Repeat each record exactly, skipping the pictures.

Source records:
───

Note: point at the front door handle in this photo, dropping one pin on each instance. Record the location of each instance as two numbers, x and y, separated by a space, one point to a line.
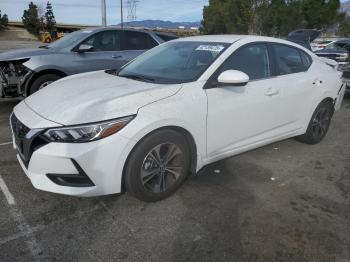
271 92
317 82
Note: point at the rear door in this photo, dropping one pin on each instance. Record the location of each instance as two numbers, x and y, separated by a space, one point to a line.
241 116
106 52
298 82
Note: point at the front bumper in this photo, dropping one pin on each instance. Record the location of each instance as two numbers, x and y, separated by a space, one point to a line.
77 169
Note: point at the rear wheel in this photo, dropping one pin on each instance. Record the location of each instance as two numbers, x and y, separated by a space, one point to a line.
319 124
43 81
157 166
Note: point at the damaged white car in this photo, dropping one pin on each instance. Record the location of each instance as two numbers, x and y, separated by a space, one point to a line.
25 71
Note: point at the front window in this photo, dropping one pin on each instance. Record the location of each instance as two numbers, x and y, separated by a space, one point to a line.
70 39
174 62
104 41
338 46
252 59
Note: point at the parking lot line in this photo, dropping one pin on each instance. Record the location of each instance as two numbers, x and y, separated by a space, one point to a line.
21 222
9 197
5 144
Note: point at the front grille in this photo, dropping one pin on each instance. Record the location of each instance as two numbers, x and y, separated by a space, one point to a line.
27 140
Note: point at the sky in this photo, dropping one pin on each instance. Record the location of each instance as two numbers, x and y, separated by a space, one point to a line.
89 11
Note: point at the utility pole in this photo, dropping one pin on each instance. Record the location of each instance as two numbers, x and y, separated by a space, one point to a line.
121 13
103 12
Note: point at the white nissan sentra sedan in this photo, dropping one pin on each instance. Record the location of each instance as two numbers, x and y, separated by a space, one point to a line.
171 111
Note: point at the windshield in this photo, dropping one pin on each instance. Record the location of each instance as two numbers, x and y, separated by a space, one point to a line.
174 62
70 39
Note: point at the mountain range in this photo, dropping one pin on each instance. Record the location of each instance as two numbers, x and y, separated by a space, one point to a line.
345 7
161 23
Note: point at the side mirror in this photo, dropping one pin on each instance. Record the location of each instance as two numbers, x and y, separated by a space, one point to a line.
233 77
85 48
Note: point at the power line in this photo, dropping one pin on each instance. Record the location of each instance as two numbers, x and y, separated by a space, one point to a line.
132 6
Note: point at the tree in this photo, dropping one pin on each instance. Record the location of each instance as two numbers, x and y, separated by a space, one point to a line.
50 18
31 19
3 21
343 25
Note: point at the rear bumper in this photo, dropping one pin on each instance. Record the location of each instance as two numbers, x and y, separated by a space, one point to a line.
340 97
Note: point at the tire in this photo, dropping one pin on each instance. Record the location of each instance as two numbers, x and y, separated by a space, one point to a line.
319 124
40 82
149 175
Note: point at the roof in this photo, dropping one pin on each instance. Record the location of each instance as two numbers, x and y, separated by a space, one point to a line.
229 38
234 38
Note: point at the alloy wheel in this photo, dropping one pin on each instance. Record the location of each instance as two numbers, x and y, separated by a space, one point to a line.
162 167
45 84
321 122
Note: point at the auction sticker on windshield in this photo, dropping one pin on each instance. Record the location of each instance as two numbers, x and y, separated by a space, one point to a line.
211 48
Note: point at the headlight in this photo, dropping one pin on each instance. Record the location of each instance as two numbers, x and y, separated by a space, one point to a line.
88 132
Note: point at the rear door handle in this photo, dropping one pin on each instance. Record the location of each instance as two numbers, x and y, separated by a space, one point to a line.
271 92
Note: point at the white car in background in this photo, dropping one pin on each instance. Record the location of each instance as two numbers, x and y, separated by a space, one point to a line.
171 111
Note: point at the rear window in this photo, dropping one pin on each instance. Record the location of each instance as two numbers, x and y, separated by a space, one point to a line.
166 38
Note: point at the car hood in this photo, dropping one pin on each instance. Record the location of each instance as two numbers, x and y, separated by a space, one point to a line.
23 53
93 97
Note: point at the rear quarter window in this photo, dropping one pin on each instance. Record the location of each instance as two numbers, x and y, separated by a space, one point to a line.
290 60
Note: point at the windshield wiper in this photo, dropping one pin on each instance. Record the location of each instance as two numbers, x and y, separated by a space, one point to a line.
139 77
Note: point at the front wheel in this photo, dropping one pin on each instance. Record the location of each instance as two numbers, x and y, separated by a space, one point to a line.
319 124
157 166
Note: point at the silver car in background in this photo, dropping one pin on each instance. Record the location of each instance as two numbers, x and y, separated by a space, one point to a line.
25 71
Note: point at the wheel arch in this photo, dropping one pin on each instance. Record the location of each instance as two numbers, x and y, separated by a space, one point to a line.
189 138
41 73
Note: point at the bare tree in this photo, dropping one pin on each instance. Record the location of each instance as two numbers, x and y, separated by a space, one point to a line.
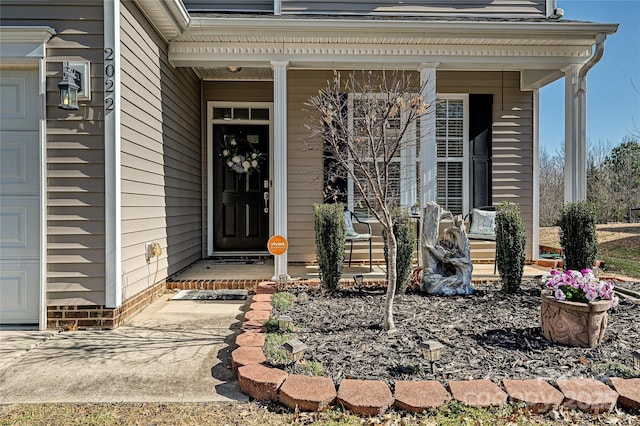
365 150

───

- Solution to the exercise:
Note: point at the front door handle in this photo, dropping one pin on each instance. Record the location of each instance as two numbers, x and y, separated by a space, one point to a line.
271 92
317 82
Note: point at the rear door in this photo, dropping one pin on each instance. Record the location of each instance as two numbers, x and y, separated by a space, one point to a line.
241 116
106 52
298 82
Note: point at the front bumper in this photo, dropping one pin on each instance. Record the location of each instance as two numbers, x and y, separated by a space, one point to a line.
77 169
Note: point at the rear wheel in this photo, dropping one pin on each instance. Record the location of each instance as two numbers, x and y, separated by a space, one point to a line.
319 124
43 81
157 166
Note: point at the damaged white car in this photo, dropping one pin on each instance. Record the location of each instance as two numbers, x and y, separated by a space, one point to a line.
25 71
Note: point at the front window in this photo, dropping one pin on each instance. Record the location of each instance as two numbers, x and y, separated by a space, one point to a line.
70 39
174 62
104 41
338 46
252 59
Note: point at the parking lot line in this photo, dropping one pin on each instance. Record the location of each instance as two numbers, x and y, separated by a space, one point to a line.
21 222
9 197
5 144
Note: point at the front grille in this photo, dropping one pin on each instance. Record the location of each instance as two numbers, x and y, separated by a space, one point to a line.
27 140
Note: point at the sky in this photo, dropping one pin on each instance. Record the location of each instance as two numbers, x and y, separated by a space, one point to a line.
89 11
Note: point at the utility pole in this photo, dropping one pin on each instance. Record the location of each instance as two numbers, x and y, separated by a space, one point to a line.
121 13
103 12
Note: point at the white nissan sentra sedan in this photo, dropping one pin on each instance. Record the location of each instance as two numbers, x and y, separated by a space, one point to a line.
171 111
Note: point at the windshield in this photo, dropping one pin on each instance. Record the location of each instance as two numbers, x and y, separated by a space, one point to a line.
174 62
70 39
Note: point at the mountain range in this photo, dropping one pin on each instance. Record the location of each instance as two numbers, x and y, separated by a space, one point to a line.
345 7
161 23
Note: point at the side mirror in this photo, dropping one pin on each instance. Record the location of each instance as two numbers, x and y, separated by a space, one point to a line.
233 77
85 48
Note: point at the power line in this photo, dropping one pin on each instance. Record the location of each instance as two numbers, x and y, separated by a space, one point to a line.
132 6
Note: point at the tree in this photo, dropping one pin on each instance. Record the location of each instance as two numbers, x and y, separated by a space, one point to a line.
50 18
31 19
3 21
343 25
Note: point at the rear bumper in this photo, dropping one pin on each instance. Record the location of each instance as two numbers, x and y, separated by a space, one point to a line.
340 97
Note: point at the tire in this photo, dropping one pin on each instance. Record the location of each instance as two numbers, x and y, separated by a space, one point to a line.
319 124
40 82
149 175
Note: point at the roof in this photo, dropping one pin on each instance. Record the location of each instance as two numbers, x and y, separated by a space, one point to a line.
229 38
234 38
Note: point at the alloy wheel in this photo, dropping one pin on each instance. Record the location of each instance as two numbers, x and y, separated by a space, one point to a line.
162 167
45 84
321 122
Note: point at the auction sticker on windshield in this photo, dropping one pin on each instance. Record the location of each instance as two numbers, x and y, separated by a space, one point to a line.
211 48
Note: point at the headlight in this photo, dropping one pin on each instance. Record the location of each instance as two numbers, x and y, separated by a space, one point to a line.
88 132
Note: point at the rear door handle in this photo, dropping one pin on each instance. Record the location of each instance as two numbers, x and y, separated by a space, one point to a line.
271 92
Note: point at the white car in background in this photo, dropping one pin on each instance. Record the location of each instance as two numbers, x and y, separated by a space, one point to a line.
171 111
Note: point at the rear window in this photo, dropping one pin on each instance. Record the location of each instance as two numbers, x and y, separated by a space, one point to a line.
166 38
Note: point at the car hood in this photo, dropping one pin on each instance. Record the location of each instance as two numbers, x and y, separated by a space, one point to a line.
23 53
93 97
Note: point at the rear quarter window in this photo, dropping one pin on each instance. Record the location of each instance as two numbers, x and y, separated by a space, one point to a line.
290 60
Note: point at the windshield wiper in this photo, dropping one pin on each instance. Record the location of each instance as two numbers, x and y, separated by a space, one point to a line.
139 77
Note: point at the front wheel in this photo, dropping one pin on each instance. Record the location of each instance as two numbers, x and y, separated by a space, one point to a line.
319 124
157 166
Note: point at the silver car in background in this photo, dropping one pin on each instance. Record the location of each instance as two numbers, x and y, separated by a space, one point to a line.
25 71
Note: point at the wheel arch in this photo, dropping one pin on each instance. Record the location of each instance as two numbers, x and y, separated by a space, one point to a line.
189 138
41 73
Note: point at the bare tree in this photo, dropping one pin on each instance. Record the location of each instance as two numbers, x and y, separated by a space, one point to a line.
365 150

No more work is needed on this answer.